=== RECORDED DATA ===

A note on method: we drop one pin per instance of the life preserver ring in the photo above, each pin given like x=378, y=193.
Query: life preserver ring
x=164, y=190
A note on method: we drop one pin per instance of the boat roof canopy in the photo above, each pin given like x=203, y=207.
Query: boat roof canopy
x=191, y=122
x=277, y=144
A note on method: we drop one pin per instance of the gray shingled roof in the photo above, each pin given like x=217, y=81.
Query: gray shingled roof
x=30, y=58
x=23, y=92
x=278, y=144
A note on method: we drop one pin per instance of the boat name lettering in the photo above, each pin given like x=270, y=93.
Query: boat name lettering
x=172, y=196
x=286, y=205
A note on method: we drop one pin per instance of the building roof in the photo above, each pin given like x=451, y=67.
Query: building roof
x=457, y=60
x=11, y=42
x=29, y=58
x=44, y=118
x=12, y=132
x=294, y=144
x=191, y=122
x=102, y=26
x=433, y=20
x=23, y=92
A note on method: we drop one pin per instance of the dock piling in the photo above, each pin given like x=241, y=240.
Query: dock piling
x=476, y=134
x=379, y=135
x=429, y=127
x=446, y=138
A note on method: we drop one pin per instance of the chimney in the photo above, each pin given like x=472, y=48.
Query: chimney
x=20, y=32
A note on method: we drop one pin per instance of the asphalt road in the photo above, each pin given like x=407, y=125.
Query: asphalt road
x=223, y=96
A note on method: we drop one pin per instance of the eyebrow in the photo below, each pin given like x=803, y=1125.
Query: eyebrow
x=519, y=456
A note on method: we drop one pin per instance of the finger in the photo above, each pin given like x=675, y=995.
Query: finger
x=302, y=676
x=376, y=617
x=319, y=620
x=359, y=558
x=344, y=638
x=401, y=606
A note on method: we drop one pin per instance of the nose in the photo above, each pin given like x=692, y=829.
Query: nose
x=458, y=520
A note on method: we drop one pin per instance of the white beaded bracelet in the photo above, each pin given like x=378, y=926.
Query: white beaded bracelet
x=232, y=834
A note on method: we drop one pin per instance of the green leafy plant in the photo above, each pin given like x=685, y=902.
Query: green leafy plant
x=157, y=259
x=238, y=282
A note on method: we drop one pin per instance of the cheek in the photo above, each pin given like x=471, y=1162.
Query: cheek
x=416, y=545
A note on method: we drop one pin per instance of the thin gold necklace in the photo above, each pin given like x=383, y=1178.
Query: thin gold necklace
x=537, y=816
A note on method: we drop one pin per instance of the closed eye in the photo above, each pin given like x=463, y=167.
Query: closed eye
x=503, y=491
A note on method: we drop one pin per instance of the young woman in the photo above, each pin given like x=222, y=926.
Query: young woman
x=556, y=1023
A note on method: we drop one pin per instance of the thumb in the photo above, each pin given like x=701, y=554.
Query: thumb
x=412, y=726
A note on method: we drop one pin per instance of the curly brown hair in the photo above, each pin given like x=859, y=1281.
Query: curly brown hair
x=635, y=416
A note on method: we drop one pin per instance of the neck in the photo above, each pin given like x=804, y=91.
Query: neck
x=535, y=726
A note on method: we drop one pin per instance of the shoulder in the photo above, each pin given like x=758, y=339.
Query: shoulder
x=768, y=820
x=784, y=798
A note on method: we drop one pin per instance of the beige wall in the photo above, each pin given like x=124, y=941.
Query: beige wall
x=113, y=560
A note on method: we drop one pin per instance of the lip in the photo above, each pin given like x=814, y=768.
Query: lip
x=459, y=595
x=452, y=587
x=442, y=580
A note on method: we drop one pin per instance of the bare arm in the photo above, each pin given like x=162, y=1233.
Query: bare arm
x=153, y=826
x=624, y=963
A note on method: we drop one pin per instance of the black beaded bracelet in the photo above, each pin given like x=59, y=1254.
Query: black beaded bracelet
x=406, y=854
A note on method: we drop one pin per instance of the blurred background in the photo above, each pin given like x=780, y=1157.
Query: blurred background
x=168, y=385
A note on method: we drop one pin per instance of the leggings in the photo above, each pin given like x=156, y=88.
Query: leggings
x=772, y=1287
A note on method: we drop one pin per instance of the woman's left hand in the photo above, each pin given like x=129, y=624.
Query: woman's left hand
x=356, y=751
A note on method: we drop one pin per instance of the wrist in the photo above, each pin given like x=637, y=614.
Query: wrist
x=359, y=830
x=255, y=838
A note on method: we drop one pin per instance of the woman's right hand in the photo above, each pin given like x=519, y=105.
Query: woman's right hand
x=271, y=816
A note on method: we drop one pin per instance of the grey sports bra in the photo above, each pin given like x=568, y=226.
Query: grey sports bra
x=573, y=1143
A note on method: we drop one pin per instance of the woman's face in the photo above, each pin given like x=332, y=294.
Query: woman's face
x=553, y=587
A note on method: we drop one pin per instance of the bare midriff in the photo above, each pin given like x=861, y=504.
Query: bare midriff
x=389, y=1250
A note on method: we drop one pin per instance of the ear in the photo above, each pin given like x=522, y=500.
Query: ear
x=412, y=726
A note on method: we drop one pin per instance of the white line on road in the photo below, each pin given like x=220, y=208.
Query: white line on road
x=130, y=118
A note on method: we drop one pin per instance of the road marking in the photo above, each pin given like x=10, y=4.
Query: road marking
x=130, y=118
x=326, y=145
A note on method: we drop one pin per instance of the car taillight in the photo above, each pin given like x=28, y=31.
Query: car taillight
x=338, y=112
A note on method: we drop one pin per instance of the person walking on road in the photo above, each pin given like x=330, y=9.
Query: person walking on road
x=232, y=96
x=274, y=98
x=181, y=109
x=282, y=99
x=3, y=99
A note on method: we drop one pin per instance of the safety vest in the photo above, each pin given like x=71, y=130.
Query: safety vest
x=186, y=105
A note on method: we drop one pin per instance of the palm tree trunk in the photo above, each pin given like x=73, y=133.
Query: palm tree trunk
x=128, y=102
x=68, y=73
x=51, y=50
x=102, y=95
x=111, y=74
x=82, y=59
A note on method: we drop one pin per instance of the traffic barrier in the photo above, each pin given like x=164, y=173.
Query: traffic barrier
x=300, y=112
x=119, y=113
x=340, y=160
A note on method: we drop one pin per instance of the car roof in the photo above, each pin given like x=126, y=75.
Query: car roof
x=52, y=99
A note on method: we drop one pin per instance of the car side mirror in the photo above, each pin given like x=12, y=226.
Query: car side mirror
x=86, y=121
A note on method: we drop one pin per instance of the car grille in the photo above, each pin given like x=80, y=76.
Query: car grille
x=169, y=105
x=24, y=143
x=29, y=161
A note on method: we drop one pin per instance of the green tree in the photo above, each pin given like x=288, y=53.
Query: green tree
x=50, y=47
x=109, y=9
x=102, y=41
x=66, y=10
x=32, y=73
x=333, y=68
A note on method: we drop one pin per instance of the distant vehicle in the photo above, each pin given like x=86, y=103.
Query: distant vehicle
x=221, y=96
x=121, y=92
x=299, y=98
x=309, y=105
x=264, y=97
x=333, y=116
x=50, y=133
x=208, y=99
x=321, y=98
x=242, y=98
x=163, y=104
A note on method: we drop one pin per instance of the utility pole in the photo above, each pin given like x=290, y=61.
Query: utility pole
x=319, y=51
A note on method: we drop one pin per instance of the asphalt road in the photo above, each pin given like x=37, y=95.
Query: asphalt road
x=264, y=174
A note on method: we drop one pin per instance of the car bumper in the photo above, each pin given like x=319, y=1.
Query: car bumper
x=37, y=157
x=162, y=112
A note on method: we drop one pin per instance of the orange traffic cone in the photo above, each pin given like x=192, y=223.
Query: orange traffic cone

===

▶ DESCRIPTION OF THE TASK
Lines in the records above that carry the word "orange" are to be located and copied.

▶ RESPONSE
A note on method: we drop one pin per instance of the orange traffic cone in the photo above, each pin given like x=192, y=223.
Query: orange traffic cone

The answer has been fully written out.